## Exercise prompt
A word-for-word copy of the records is needed, with every picture left out.

## Input
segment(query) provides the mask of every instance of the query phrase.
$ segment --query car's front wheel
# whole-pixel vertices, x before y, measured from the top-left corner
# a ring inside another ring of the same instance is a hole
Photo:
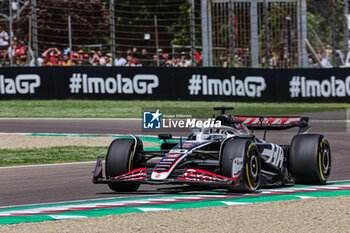
[[[260,153],[253,141],[231,139],[225,143],[221,156],[223,176],[233,179],[229,191],[252,192],[259,187],[261,179]]]
[[[134,169],[133,153],[134,153],[133,139],[121,138],[115,139],[108,148],[106,157],[106,177],[112,178]],[[109,188],[116,192],[131,192],[139,188],[139,184],[108,184]]]

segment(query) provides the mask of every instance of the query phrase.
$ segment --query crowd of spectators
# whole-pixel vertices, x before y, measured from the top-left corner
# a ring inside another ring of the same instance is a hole
[[[343,67],[346,65],[346,57],[340,51],[336,50],[333,55],[333,51],[330,45],[326,45],[324,49],[316,50],[316,58],[310,59],[309,63],[312,64],[314,68],[332,68],[332,67]]]
[[[0,67],[3,66],[163,66],[163,67],[190,67],[192,66],[192,56],[189,52],[181,52],[169,55],[162,49],[154,53],[149,53],[143,48],[127,50],[125,53],[117,51],[115,59],[110,52],[103,53],[101,50],[70,51],[69,48],[63,51],[56,47],[48,48],[39,54],[37,61],[33,60],[33,51],[28,49],[22,40],[13,37],[10,46],[9,34],[0,25]],[[201,55],[196,51],[195,61],[200,65]]]
[[[9,46],[8,34],[4,31],[0,34],[0,67],[9,66],[148,66],[148,67],[190,67],[192,66],[192,58],[190,53],[181,52],[180,54],[170,56],[163,53],[162,49],[157,54],[148,53],[147,49],[138,51],[137,48],[126,51],[123,54],[117,51],[113,60],[110,52],[103,53],[100,50],[70,52],[69,48],[60,51],[58,48],[48,48],[37,58],[36,64],[33,59],[27,57],[27,51],[23,41],[14,38],[12,46]],[[30,56],[33,57],[33,56]],[[159,59],[158,59],[159,57]],[[196,51],[196,63],[201,63],[201,56]]]
[[[10,46],[9,34],[0,25],[0,66],[11,64],[24,66],[27,62],[27,49],[23,41],[13,38]]]
[[[24,41],[13,37],[10,46],[9,34],[3,30],[0,25],[0,67],[2,66],[131,66],[131,67],[191,67],[192,65],[201,66],[202,55],[195,51],[195,57],[192,59],[191,52],[181,52],[178,54],[169,54],[162,49],[152,51],[147,49],[133,48],[126,52],[117,51],[114,60],[110,52],[103,53],[101,50],[70,51],[69,48],[60,51],[58,48],[48,48],[42,54],[39,54],[37,61],[33,60],[33,51],[28,49]],[[330,68],[334,66],[343,66],[346,58],[337,50],[334,58],[329,45],[325,49],[317,49],[317,59],[310,56],[309,64],[312,67]],[[297,58],[294,58],[297,60]],[[192,64],[195,61],[195,64]],[[333,61],[333,62],[330,62]],[[335,61],[335,62],[334,62]],[[238,49],[232,57],[230,51],[221,57],[220,64],[223,67],[249,67],[250,58],[248,49]],[[283,64],[282,64],[283,63]],[[291,68],[291,58],[288,52],[283,56],[277,55],[272,49],[269,56],[261,57],[261,66],[269,68],[281,67]],[[217,65],[217,64],[216,64]]]
[[[196,62],[200,63],[201,57],[198,56]],[[147,49],[138,51],[137,48],[128,50],[125,55],[121,51],[117,51],[115,59],[113,60],[110,52],[102,53],[100,50],[91,50],[89,52],[78,50],[77,52],[70,52],[69,49],[66,49],[64,52],[61,52],[58,48],[49,48],[43,52],[42,57],[38,59],[38,65],[189,67],[192,66],[192,59],[191,56],[185,52],[171,57],[169,54],[163,53],[162,49],[158,50],[158,55],[149,54]]]

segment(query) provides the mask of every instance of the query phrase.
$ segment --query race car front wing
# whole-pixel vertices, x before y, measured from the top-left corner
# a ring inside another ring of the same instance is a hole
[[[108,183],[139,183],[139,184],[196,184],[205,186],[232,186],[238,185],[231,178],[224,177],[212,172],[201,169],[181,169],[174,171],[176,175],[162,180],[154,180],[149,175],[147,168],[134,169],[128,173],[116,177],[103,177],[103,156],[99,156],[96,163],[96,168],[92,178],[94,184],[108,184]]]

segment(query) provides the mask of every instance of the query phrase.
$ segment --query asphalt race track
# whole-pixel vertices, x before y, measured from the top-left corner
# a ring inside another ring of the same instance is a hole
[[[312,132],[312,131],[311,131]],[[73,133],[73,134],[150,134],[141,131],[138,120],[57,120],[0,119],[0,133]],[[350,180],[349,142],[346,129],[324,132],[332,149],[330,180]],[[154,133],[153,133],[154,134]],[[177,133],[178,134],[178,133]],[[268,132],[267,141],[289,144],[293,132]],[[262,136],[262,132],[257,132]],[[0,207],[33,203],[73,201],[119,196],[167,194],[182,191],[178,186],[143,185],[137,193],[118,194],[107,185],[94,185],[94,163],[0,168]]]

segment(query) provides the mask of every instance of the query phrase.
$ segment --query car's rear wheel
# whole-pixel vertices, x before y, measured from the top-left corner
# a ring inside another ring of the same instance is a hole
[[[320,134],[294,136],[289,152],[289,169],[297,184],[325,184],[331,172],[331,149]]]
[[[232,178],[239,185],[228,188],[229,191],[252,192],[259,187],[261,179],[260,153],[251,140],[231,139],[225,143],[221,157],[223,176]]]
[[[116,177],[134,169],[133,139],[121,138],[115,139],[108,148],[106,157],[106,177]],[[108,184],[109,188],[116,192],[131,192],[139,188],[139,184]]]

## Response to the task
segment(query) provides the mask of every instance of the query phrase.
$ segment --query car's front wheel
# whole-pixel vertices, x before y, measured from the top-left corner
# a ring inside another ring of the same instance is a hole
Photo:
[[[260,153],[253,141],[231,139],[225,143],[221,156],[223,176],[233,179],[229,191],[252,192],[259,187],[261,179]]]
[[[134,169],[133,153],[134,153],[133,139],[121,138],[115,139],[108,148],[106,157],[106,177],[112,178]],[[109,188],[116,192],[131,192],[139,188],[139,184],[108,184]]]

segment(query) provides the mask of every instance of the query phrase.
$ segment --query crowd of spectators
# whole-pixel vertices, x before y, measured from the top-left corner
# a ring inside another ring of the same instance is a hole
[[[343,67],[346,65],[346,57],[340,51],[336,50],[333,55],[333,51],[330,45],[326,45],[324,49],[316,50],[316,58],[310,59],[309,63],[312,64],[314,68],[332,68],[332,67]]]
[[[0,67],[3,66],[163,66],[163,67],[190,67],[192,66],[192,56],[189,52],[181,52],[169,55],[162,49],[154,53],[149,53],[143,48],[127,50],[125,53],[117,51],[115,59],[110,52],[103,53],[101,50],[70,51],[69,48],[63,51],[56,47],[48,48],[39,54],[37,61],[33,60],[33,51],[28,49],[22,40],[13,37],[10,46],[9,34],[0,25]],[[201,55],[196,51],[195,61],[200,65]]]
[[[9,46],[8,34],[4,31],[0,34],[0,67],[9,66],[148,66],[148,67],[190,67],[192,66],[192,58],[190,53],[181,52],[180,54],[170,56],[163,53],[162,49],[157,54],[148,53],[147,49],[138,51],[137,48],[126,51],[123,54],[117,51],[113,60],[110,52],[103,53],[100,50],[70,52],[69,48],[60,51],[58,48],[48,48],[37,58],[36,64],[33,59],[27,57],[27,51],[23,41],[14,38],[12,46]],[[30,56],[33,57],[33,56]],[[159,59],[158,59],[159,57]],[[196,51],[196,63],[201,63],[201,56]]]
[[[10,46],[9,34],[0,25],[0,66],[11,64],[24,66],[27,62],[27,49],[23,41],[13,38]]]
[[[24,41],[13,37],[10,46],[9,34],[3,30],[0,25],[0,67],[2,66],[131,66],[131,67],[191,67],[192,65],[201,66],[202,55],[195,51],[195,57],[192,59],[191,52],[181,52],[178,54],[169,54],[162,49],[152,51],[147,49],[133,48],[126,52],[117,51],[114,60],[110,52],[103,53],[101,50],[70,51],[69,48],[60,51],[58,48],[48,48],[42,54],[39,54],[37,61],[33,60],[33,51],[28,49]],[[330,68],[334,66],[343,66],[346,58],[337,50],[334,58],[329,45],[325,49],[317,49],[317,59],[310,56],[309,64],[312,67]],[[297,58],[294,58],[297,60]],[[192,64],[195,61],[195,64]],[[333,61],[333,62],[330,62]],[[335,61],[335,62],[334,62]],[[238,49],[232,57],[230,51],[221,57],[220,64],[223,67],[249,67],[250,58],[248,49]],[[283,64],[282,64],[283,63]],[[291,68],[291,58],[288,52],[283,56],[277,55],[272,49],[269,56],[261,57],[261,66],[269,68],[281,67]],[[217,65],[217,64],[216,64]]]
[[[196,62],[200,63],[201,57],[198,56]],[[147,49],[138,51],[137,48],[128,50],[125,55],[121,51],[117,51],[115,59],[113,60],[110,52],[102,53],[100,50],[91,50],[89,52],[78,50],[77,52],[70,52],[69,49],[66,49],[64,52],[61,52],[58,48],[49,48],[43,52],[42,57],[38,59],[38,65],[189,67],[192,66],[192,59],[191,56],[185,52],[171,57],[169,54],[163,53],[162,49],[158,50],[158,55],[149,54]]]

segment(query) provides the mask of every instance of the query phrase.
$ segment --query race car front wing
# whole-pixel vertices, x before y, measured from the top-left corner
# a ring inside another ring of the same instance is a hole
[[[108,183],[139,183],[139,184],[196,184],[205,186],[232,186],[238,185],[231,178],[224,177],[212,172],[201,169],[181,169],[174,171],[176,175],[162,180],[154,180],[149,175],[147,168],[134,169],[128,173],[116,177],[103,177],[103,156],[99,156],[96,163],[96,168],[92,178],[94,184],[108,184]]]

segment(query) provides the mask of every instance of the query phrase.
$ segment --query asphalt race track
# whole-pixel vertices, x before y, measured from the top-left corner
# a ring inside another ring of the same instance is a hole
[[[312,132],[312,131],[311,131]],[[73,133],[73,134],[150,134],[141,131],[138,120],[57,120],[0,119],[0,133]],[[350,180],[349,142],[346,129],[324,132],[332,149],[330,180]],[[154,133],[153,133],[154,134]],[[177,133],[178,134],[178,133]],[[268,132],[267,141],[289,144],[293,132]],[[262,136],[262,132],[257,132]],[[0,207],[33,203],[73,201],[119,196],[167,194],[182,191],[178,186],[143,185],[137,193],[118,194],[107,185],[94,185],[94,163],[0,168]]]

segment(query) provides the mask of every instance of the query phrase.
$ segment --query car's rear wheel
# whole-pixel vertices, x before y, measured from the top-left corner
# a ring inside another ring of the same instance is a hole
[[[320,134],[294,136],[289,152],[289,169],[297,184],[325,184],[331,172],[331,149]]]
[[[232,178],[239,185],[228,188],[229,191],[252,192],[259,187],[261,179],[260,153],[251,140],[231,139],[225,143],[221,157],[223,176]]]
[[[116,177],[134,169],[133,139],[121,138],[115,139],[108,148],[106,157],[106,177]],[[108,184],[109,188],[116,192],[131,192],[139,188],[139,184]]]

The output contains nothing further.